Exercise inputs:
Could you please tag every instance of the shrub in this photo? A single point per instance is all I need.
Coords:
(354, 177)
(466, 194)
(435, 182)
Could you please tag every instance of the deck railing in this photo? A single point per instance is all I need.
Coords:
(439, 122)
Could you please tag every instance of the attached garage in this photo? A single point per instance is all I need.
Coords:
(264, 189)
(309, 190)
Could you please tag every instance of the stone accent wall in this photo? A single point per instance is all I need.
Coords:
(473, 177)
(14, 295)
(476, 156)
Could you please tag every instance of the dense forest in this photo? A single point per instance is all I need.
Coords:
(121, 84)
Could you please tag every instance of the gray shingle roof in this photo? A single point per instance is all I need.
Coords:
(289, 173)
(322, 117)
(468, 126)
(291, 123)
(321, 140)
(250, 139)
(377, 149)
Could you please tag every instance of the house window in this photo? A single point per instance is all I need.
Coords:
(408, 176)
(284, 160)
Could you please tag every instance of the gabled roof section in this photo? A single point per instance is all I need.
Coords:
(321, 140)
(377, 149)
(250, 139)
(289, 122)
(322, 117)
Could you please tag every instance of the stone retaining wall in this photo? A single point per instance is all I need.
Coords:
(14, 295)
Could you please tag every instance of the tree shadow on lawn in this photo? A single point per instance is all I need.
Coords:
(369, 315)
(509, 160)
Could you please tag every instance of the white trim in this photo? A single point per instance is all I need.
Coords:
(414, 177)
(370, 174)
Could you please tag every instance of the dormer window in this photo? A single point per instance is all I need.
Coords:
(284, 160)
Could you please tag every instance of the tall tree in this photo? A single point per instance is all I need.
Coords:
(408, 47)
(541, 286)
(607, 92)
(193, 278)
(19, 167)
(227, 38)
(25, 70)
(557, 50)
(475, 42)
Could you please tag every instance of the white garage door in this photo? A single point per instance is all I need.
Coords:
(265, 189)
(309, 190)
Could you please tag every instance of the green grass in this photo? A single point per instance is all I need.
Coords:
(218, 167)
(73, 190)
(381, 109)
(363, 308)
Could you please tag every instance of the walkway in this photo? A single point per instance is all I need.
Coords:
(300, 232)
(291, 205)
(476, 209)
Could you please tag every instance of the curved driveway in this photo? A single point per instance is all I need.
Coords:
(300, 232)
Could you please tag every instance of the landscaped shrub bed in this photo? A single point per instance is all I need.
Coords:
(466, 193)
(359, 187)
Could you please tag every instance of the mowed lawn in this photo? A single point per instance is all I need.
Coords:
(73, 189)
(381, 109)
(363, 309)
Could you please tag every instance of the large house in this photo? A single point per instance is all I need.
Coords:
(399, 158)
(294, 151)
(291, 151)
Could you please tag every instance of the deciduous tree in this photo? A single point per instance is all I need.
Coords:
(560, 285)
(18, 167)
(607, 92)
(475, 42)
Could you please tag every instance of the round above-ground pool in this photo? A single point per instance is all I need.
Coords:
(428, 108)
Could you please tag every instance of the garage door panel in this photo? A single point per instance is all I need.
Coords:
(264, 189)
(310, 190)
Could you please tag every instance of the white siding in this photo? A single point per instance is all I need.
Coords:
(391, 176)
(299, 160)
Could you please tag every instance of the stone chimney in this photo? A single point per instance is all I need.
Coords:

Set exercise: Return every item above verbatim, with each line in its original order.

Answer to the problem:
Could you please tag every instance of the shrub in this photo? A single point per instance is all I need.
Coords:
(354, 177)
(466, 194)
(435, 182)
Could you please tag every instance of the deck railing in this photo? A single point per instance is all I need.
Coords:
(439, 122)
Could you please tag every instance of the attached garage in this photo? A single point per instance is all I need.
Coords:
(264, 189)
(309, 190)
Could you please tag every instance of the stone accent wall in this photo? A single point per instance is all I need.
Coords:
(473, 177)
(14, 295)
(476, 156)
Could you please tag every instance of the dense forest in this photo? A single point per instance is all I need.
Coords:
(121, 84)
Could you please tag every instance of the gray shingle roof in this photo? A single point per instance is all I need.
Coords:
(289, 173)
(322, 117)
(468, 126)
(291, 123)
(321, 140)
(250, 139)
(377, 149)
Could you please tag every instance of the house window in this photo? A single point per instance is all I need.
Coords:
(408, 176)
(284, 160)
Could you please tag every instance of the gabled roof section in this photo? A single point per instance is all I need.
Coords:
(321, 140)
(377, 149)
(250, 139)
(289, 122)
(322, 117)
Could you please tag every instance of the stone retaining wall in this photo? A single point per instance is all I need.
Coords:
(14, 295)
Could you please tag every instance of the tree shadow on lawn in this photo? A single point per instance is all I need.
Coords:
(369, 315)
(509, 160)
Could you please tag every instance of the white trim in this photo? A single point per instance is all I need.
Coords:
(414, 177)
(370, 174)
Could you please tag every instance of the dormer window in this photo? A single point per instance is all I need.
Coords:
(284, 160)
Could you please tag every instance of the tall tree in this photo? A single point per instance is all I need.
Coords:
(408, 47)
(541, 286)
(607, 92)
(193, 278)
(19, 167)
(227, 38)
(25, 70)
(557, 50)
(475, 42)
Could you please tag every instance of the white garage door in this photo? A single point per instance is all I need.
Coords:
(265, 189)
(309, 190)
Could you please tag every instance of the green grass in this photo? A single point per instance is all I need.
Coords:
(218, 167)
(73, 190)
(381, 109)
(363, 308)
Could you please tag every instance of the walkway in this photo? A single point per instance is all I need.
Coords:
(300, 232)
(291, 205)
(476, 209)
Could you please tag every instance of the curved driveway in this photo? A single point per instance is all I need.
Coords:
(300, 232)
Could you please tag every instance of the landscaped shrub bed in this photo? A single point per instance is all I need.
Coords:
(466, 193)
(359, 187)
Could you please tag every instance of the mowed lawn in this photo? A single point per instance is all I need.
Coords:
(73, 189)
(381, 109)
(363, 309)
Could you please tag every instance of the large house in this photo? A single point per instance is all I need.
Coords:
(399, 158)
(294, 151)
(291, 151)
Could you please tag every instance of the deciduous tree in this photo? A single point per instance is all I need.
Coords:
(560, 285)
(18, 167)
(607, 92)
(475, 42)
Could you please tag every instance of the round above-ground pool in this photo? A single point per instance is all I need.
Coords:
(428, 108)
Could you please tag every instance of the garage door panel in this photo? A single point per instance is all I need.
Coords:
(264, 189)
(310, 190)
Could you please tag every instance of the white siding in this photo? A single point per instance is all I need.
Coords:
(391, 176)
(299, 160)
Could you please tag every instance of the stone chimney in this photo? A single point per instance is all I need.
Coords:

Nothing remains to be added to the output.